What you output should match the data below exactly.

▬▬▬▬▬▬

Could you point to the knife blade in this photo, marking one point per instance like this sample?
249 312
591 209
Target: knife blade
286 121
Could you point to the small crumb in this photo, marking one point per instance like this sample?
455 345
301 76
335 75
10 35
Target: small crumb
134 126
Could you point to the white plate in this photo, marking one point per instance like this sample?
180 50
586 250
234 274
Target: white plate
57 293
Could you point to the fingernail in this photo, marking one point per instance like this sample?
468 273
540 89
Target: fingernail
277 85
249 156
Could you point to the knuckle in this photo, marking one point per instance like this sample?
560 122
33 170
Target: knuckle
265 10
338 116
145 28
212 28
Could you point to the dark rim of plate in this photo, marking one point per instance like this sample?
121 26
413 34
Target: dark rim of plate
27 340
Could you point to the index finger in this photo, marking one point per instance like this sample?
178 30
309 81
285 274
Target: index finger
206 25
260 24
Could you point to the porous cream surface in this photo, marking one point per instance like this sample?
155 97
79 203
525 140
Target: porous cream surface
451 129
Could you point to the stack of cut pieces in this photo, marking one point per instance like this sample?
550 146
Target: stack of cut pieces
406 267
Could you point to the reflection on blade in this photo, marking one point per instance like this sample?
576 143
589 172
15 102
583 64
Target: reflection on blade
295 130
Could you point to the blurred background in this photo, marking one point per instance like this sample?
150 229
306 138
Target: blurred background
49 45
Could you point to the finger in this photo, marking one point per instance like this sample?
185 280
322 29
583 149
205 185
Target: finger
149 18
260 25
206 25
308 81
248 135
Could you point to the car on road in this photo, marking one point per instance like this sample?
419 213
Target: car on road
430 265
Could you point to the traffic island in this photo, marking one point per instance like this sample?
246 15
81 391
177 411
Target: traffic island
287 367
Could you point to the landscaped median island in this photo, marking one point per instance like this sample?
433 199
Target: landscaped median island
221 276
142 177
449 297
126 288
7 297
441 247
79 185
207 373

▬▬▬▬▬▬

Completed exercise:
Could you point to the knife blade in this photo, marking one point per instance like this sample?
249 312
591 209
Target: knife blade
286 121
Could you point to the small crumb in this photo, marking one point per instance like this sample?
455 345
301 76
335 75
10 35
Target: small crumb
134 126
Could you point to the white plate in this photo, marking one point per instance like this sample?
180 50
586 250
234 274
Target: white plate
57 293
Could you point to the fingernail in this photo, marking one point per instance like this sample?
468 273
540 89
Target: fingernail
277 85
249 156
Could you point to the knuckle in this photo, marking one point per instance like this sample?
560 122
33 170
Target: knuckle
265 10
338 116
145 28
212 28
Could you point to the dark rim of plate in this photo, marking one point per instance like this sample?
121 26
413 34
Target: dark rim of plate
27 340
Could you point to the index finger in this photo, marking one point per instance like this sample?
178 30
309 81
285 274
Target: index finger
206 25
260 24
Could you point to the porous cream surface in this photo, marking one point per instance like this sample?
155 97
79 203
525 140
Target: porous cream surface
451 129
Could you point to the stack of cut pieces in this photo, marking one point per instance like this sample?
550 146
Target: stack of cut pieces
406 267
Could you point to the reflection on blade in this photo, marking one point per instance like this sample?
576 143
589 172
15 102
583 64
Target: reflection on blade
295 130
Could you point to the blurred background in this photo, marking one point per instance like this sample?
150 229
306 138
Target: blurred background
49 45
Could you point to the finger in this photo, marking one point per instance like this sample?
185 280
322 29
583 149
205 185
Target: finger
149 18
260 25
206 25
308 81
248 135
Could you point to the car on road in this photo, marking one point per instance like this sample?
419 213
Target: car on road
430 265
Could you point to the traffic island in this photo, marking one point per instance like this sample?
246 15
81 391
177 411
Target: traffic island
287 367
Could you point to the landscaped median island in this photo, marking one point per instance like this sample?
433 199
Target: landscaped median island
221 276
142 177
449 297
126 288
7 297
441 247
79 185
207 373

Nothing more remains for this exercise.